Pointing dataset excerpts

+--

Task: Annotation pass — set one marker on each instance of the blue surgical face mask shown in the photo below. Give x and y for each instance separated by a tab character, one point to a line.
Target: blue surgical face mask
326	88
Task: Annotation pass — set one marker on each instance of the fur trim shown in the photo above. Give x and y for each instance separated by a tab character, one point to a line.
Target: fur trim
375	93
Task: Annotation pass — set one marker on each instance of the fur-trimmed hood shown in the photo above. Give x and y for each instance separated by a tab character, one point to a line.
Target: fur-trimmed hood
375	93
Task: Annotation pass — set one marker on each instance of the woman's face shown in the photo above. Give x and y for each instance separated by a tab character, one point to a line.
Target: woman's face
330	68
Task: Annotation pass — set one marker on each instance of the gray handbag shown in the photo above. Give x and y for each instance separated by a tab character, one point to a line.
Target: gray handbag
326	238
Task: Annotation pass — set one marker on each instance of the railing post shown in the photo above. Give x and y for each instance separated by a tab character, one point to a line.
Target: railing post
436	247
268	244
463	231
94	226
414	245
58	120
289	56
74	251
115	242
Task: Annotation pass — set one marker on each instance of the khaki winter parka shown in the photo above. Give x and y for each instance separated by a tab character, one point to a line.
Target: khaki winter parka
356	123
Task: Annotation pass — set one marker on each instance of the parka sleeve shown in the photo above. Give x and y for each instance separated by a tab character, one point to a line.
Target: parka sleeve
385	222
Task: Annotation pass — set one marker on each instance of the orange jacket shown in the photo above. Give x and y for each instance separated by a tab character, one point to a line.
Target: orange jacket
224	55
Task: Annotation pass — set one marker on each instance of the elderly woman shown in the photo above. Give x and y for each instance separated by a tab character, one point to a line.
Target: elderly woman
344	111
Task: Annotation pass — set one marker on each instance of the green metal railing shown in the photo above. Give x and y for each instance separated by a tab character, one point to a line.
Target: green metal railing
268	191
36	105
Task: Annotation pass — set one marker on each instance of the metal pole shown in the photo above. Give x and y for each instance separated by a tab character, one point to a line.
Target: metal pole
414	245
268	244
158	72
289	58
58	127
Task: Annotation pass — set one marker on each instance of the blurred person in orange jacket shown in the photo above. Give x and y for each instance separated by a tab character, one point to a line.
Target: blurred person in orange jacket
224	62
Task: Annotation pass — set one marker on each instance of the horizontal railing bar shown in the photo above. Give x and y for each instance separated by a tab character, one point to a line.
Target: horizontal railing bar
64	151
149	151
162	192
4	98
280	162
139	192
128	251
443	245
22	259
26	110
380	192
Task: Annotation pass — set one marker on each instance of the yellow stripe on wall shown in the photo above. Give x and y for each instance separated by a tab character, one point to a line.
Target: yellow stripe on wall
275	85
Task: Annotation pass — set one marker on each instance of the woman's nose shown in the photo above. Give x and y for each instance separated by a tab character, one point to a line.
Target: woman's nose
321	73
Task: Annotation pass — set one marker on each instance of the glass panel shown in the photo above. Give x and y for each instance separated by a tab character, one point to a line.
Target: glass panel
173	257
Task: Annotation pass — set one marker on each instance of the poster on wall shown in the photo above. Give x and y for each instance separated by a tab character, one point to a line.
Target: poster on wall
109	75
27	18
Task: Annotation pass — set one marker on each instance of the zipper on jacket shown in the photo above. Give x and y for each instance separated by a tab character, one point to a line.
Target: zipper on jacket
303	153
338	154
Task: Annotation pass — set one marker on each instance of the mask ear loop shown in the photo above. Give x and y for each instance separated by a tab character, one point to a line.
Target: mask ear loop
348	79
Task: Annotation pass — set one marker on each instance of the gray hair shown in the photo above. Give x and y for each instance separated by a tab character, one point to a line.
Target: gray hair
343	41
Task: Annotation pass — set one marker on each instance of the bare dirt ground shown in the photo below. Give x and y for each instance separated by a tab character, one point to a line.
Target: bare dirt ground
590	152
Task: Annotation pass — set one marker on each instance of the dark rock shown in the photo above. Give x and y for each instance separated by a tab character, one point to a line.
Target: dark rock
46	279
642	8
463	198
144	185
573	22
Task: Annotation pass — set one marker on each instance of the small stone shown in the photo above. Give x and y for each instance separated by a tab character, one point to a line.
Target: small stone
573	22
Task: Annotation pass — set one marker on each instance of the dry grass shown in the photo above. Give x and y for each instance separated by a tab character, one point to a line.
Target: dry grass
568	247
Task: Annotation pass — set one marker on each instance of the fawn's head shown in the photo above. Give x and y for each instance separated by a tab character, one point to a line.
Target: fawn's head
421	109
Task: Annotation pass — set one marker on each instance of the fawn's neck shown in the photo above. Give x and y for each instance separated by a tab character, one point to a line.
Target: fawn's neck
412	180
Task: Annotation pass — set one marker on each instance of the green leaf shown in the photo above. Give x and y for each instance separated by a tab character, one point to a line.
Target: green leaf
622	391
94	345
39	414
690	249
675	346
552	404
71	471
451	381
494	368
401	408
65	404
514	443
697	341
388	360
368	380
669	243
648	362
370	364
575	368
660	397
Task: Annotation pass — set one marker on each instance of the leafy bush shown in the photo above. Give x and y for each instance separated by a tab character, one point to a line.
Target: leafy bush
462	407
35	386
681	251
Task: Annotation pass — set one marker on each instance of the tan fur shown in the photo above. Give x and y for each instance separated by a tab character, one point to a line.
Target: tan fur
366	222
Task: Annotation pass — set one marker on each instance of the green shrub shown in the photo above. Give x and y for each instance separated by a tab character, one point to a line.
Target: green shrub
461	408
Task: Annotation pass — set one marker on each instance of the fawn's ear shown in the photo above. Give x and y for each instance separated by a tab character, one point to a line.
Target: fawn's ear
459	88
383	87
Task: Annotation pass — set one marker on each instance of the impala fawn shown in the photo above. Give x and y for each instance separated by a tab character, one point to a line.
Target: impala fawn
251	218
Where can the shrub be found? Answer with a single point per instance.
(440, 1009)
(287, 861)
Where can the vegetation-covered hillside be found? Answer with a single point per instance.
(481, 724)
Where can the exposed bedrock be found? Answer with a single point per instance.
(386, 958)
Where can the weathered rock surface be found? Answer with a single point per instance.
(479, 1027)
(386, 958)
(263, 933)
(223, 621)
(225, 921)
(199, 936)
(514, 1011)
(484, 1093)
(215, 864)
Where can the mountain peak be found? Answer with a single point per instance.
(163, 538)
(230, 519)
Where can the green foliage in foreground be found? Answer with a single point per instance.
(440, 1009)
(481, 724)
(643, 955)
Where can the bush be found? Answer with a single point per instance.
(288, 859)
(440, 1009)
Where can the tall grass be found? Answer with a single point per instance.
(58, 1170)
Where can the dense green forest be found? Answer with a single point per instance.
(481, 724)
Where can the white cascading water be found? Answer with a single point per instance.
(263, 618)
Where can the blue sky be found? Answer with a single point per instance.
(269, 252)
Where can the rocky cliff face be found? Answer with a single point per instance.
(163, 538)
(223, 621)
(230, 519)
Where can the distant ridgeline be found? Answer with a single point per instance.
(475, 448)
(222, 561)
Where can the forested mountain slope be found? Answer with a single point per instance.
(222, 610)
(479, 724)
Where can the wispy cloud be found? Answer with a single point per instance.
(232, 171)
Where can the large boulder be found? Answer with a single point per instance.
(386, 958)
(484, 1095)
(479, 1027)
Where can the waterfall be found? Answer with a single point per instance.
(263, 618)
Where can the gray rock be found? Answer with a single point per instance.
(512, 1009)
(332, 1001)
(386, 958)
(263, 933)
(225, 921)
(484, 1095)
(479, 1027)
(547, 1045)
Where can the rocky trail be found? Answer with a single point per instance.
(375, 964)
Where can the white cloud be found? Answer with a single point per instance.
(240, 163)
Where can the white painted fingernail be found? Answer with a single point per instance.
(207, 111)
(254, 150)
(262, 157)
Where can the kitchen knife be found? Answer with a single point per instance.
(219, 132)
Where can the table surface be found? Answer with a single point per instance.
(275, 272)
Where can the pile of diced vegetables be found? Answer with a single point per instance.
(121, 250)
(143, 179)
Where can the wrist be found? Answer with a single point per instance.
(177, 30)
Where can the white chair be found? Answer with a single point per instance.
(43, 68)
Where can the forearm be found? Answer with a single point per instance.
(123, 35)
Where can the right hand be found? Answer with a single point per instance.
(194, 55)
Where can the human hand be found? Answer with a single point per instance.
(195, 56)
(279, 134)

+--

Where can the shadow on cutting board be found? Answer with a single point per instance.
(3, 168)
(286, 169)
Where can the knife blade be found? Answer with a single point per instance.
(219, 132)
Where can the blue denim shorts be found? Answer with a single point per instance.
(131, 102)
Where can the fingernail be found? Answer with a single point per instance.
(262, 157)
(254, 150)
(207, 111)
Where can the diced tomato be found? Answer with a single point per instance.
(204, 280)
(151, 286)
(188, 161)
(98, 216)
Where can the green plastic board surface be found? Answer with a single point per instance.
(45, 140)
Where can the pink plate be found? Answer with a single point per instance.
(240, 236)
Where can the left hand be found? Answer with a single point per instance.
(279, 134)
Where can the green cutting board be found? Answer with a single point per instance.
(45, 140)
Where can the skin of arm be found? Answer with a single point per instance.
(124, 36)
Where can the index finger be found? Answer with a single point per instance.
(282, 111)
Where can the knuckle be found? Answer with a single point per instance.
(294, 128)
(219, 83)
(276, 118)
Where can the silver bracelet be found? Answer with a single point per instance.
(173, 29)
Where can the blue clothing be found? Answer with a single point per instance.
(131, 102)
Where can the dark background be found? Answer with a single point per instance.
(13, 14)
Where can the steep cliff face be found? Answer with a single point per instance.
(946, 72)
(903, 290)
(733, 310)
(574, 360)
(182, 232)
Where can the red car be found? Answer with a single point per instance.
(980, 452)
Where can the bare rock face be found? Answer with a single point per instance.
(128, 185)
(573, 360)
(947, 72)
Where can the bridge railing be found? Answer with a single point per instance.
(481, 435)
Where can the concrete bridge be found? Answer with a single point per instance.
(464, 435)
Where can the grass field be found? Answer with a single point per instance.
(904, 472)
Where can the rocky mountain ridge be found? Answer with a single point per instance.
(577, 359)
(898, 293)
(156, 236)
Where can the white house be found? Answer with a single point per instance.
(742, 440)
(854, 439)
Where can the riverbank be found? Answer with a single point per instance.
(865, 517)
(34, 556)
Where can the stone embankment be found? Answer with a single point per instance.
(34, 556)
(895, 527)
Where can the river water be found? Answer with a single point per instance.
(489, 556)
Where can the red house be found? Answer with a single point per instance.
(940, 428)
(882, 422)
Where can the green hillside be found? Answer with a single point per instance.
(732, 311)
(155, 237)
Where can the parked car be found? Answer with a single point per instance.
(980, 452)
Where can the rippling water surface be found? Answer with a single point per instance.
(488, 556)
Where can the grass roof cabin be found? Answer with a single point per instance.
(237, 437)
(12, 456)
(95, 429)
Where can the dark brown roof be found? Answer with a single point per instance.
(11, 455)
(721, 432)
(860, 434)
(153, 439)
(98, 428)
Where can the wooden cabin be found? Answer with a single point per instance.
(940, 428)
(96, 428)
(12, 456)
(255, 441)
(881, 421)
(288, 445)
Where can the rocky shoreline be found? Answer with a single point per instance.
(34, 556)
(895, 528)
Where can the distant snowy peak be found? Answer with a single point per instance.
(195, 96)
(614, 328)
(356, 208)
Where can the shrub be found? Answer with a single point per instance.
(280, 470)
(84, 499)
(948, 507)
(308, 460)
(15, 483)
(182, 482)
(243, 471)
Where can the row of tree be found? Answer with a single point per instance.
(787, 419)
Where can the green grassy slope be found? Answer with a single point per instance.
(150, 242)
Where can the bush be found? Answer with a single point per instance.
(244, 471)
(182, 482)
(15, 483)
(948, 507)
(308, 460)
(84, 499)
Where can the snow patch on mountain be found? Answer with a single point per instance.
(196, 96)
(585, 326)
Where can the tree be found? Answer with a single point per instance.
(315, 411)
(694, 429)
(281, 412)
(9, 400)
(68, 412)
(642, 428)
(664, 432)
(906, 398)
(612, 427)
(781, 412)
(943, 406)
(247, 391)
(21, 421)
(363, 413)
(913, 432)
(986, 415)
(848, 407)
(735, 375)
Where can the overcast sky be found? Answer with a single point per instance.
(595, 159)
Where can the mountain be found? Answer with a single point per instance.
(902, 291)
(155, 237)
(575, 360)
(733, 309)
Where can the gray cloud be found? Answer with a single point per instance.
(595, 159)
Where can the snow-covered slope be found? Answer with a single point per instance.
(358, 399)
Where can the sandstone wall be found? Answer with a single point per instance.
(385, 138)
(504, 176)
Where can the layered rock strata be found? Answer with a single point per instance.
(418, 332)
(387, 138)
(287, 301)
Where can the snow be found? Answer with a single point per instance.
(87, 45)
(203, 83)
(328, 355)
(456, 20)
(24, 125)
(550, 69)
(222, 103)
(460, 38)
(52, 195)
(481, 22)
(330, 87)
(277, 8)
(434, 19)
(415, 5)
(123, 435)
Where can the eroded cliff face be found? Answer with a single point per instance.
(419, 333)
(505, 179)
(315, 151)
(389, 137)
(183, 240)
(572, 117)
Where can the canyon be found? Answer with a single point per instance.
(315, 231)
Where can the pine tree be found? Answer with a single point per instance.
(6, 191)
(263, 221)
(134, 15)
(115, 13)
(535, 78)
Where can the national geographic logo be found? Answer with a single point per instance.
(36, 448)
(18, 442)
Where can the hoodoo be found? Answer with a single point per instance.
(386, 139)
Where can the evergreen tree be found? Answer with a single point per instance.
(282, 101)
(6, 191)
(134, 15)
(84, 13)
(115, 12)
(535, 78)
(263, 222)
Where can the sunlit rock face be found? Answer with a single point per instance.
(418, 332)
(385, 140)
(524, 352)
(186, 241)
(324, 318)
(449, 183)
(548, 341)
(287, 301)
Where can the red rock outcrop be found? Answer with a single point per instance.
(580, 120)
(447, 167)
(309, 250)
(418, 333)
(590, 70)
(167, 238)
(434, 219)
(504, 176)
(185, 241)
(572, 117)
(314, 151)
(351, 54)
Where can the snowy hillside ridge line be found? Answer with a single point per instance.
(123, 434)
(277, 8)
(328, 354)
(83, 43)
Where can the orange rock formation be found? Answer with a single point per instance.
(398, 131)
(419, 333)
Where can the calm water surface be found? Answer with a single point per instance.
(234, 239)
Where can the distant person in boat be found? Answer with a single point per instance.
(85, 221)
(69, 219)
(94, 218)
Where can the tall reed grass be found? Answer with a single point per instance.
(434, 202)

+--

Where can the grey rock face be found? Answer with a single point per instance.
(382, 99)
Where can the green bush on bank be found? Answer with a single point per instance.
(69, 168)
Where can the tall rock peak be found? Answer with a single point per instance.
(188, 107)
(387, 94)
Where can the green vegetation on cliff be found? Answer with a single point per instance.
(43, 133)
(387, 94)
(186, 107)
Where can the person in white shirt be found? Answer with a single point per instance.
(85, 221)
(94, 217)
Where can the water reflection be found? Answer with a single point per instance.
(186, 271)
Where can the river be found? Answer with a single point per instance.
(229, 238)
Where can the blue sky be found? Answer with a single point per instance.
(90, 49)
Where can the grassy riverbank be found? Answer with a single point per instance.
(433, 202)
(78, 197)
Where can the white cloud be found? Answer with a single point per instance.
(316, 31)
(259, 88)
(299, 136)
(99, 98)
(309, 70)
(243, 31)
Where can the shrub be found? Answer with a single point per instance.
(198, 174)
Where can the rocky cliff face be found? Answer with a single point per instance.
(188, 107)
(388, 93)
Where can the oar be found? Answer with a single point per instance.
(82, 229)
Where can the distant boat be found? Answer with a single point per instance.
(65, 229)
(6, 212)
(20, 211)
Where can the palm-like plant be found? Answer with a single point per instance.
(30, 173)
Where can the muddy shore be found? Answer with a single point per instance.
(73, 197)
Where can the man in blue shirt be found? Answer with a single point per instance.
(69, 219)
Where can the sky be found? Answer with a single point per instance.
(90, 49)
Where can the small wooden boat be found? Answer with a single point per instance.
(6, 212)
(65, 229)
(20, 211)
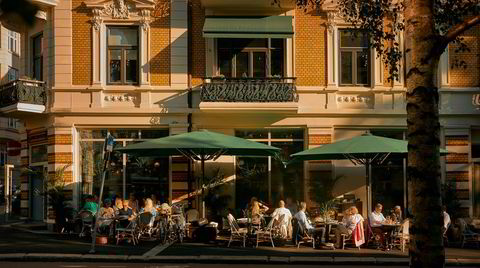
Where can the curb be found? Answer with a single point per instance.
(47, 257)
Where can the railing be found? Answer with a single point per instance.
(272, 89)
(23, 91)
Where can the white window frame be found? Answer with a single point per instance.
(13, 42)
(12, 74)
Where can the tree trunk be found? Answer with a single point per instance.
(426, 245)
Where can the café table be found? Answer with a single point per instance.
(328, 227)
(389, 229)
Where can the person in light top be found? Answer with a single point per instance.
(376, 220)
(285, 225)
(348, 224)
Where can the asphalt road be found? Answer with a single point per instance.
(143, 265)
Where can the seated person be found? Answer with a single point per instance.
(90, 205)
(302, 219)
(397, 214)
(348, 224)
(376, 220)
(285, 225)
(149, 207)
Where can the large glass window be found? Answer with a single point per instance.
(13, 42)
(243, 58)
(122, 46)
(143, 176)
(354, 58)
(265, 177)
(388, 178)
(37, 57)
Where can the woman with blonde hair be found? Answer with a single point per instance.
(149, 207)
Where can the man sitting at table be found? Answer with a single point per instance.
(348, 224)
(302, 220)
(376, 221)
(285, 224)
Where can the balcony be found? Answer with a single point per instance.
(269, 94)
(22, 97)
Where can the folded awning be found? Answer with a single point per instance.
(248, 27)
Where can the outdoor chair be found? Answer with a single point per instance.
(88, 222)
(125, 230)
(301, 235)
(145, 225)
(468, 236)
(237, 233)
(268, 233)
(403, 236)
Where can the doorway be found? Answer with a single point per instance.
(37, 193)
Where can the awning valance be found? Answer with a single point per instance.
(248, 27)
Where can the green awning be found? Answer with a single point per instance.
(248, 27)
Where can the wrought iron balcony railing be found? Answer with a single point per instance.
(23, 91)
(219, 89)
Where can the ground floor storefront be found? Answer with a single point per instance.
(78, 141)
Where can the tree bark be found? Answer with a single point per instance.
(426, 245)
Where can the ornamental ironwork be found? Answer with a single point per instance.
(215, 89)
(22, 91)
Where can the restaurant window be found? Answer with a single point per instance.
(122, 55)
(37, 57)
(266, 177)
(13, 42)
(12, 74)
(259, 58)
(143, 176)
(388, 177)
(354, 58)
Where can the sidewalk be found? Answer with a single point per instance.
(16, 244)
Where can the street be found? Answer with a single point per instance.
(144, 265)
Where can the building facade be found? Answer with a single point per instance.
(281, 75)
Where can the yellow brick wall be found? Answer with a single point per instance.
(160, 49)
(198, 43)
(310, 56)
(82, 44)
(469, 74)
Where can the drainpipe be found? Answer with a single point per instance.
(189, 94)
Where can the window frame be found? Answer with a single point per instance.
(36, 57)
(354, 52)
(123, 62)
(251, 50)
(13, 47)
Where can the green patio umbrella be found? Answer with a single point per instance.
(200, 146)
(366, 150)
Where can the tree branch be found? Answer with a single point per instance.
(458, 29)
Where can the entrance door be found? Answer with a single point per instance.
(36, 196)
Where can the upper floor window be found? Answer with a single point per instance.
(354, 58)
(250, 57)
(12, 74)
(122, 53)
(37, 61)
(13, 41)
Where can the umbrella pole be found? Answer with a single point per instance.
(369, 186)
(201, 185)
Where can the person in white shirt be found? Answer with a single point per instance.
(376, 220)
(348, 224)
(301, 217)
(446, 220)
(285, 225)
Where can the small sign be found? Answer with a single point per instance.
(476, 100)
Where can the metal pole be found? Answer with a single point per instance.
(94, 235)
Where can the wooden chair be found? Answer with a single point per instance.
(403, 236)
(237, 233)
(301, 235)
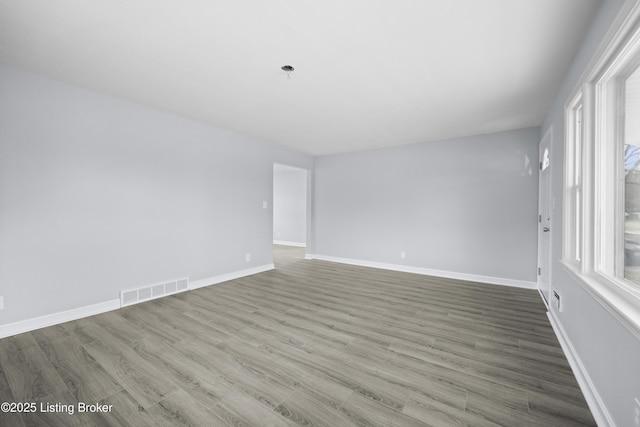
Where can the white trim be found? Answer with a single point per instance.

+--

Count the lines in the listing above that contain the word "leafy", with case counting. Give only the number.

### Final result
2